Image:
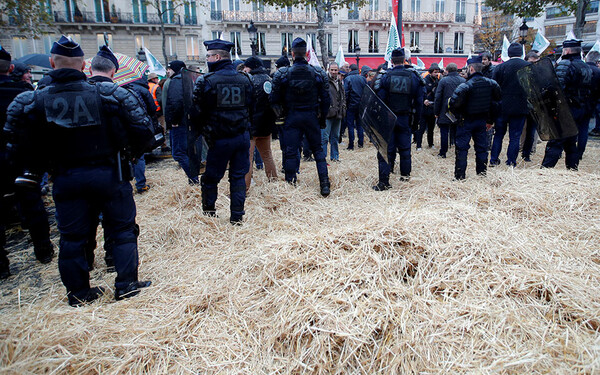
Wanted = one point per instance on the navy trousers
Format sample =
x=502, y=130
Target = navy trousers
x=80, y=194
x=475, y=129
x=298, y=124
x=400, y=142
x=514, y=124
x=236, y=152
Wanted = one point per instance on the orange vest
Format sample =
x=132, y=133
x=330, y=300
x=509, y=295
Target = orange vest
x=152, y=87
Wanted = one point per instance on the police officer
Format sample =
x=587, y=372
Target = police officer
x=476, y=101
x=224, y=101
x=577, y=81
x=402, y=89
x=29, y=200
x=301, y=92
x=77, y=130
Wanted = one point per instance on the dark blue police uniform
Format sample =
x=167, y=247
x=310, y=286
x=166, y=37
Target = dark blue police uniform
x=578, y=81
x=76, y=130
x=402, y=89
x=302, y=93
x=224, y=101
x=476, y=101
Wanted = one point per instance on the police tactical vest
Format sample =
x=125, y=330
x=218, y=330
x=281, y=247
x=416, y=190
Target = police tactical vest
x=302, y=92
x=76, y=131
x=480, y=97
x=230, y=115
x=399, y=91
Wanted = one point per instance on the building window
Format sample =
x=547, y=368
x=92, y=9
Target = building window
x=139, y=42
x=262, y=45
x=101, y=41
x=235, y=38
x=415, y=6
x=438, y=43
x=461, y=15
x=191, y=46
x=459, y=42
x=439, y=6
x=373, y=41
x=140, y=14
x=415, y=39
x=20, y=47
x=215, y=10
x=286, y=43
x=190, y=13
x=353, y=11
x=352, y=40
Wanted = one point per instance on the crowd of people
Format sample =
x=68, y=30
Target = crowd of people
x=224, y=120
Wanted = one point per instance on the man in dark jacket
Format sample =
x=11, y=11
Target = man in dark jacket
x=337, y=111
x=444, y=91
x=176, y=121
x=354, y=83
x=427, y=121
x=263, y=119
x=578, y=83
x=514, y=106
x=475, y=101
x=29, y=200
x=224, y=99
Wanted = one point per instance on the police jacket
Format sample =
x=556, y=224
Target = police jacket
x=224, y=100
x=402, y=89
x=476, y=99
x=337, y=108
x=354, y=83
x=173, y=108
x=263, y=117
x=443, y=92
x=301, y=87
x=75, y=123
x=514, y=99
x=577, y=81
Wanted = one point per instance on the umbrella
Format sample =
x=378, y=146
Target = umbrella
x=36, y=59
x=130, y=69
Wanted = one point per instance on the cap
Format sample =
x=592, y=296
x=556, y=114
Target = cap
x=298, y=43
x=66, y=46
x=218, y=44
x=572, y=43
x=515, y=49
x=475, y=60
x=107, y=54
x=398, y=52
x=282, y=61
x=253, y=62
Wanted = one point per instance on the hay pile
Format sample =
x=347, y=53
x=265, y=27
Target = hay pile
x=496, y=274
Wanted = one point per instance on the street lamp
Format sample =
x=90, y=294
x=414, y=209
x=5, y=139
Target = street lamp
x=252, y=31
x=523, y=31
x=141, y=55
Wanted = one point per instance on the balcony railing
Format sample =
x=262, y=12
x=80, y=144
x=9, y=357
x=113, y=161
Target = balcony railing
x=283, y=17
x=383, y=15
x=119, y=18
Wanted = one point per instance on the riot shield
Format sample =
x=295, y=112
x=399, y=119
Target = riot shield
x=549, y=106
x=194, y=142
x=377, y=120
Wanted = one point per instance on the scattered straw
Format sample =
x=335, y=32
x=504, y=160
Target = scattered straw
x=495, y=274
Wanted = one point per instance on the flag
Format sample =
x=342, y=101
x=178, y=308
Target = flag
:::::
Exercise details
Copy the lines of the records above without any change. Begin with the line that contains "Wanted = one point per instance on the building" and continue through the line that contains "x=352, y=40", including both of those lines.

Problem solution
Wanted = one point per instance on the building window
Format sample =
x=547, y=368
x=92, y=9
Target = building window
x=139, y=42
x=262, y=45
x=101, y=41
x=235, y=38
x=415, y=6
x=438, y=43
x=461, y=15
x=191, y=46
x=459, y=42
x=439, y=6
x=373, y=41
x=140, y=14
x=415, y=39
x=20, y=47
x=215, y=10
x=286, y=43
x=190, y=13
x=353, y=11
x=352, y=40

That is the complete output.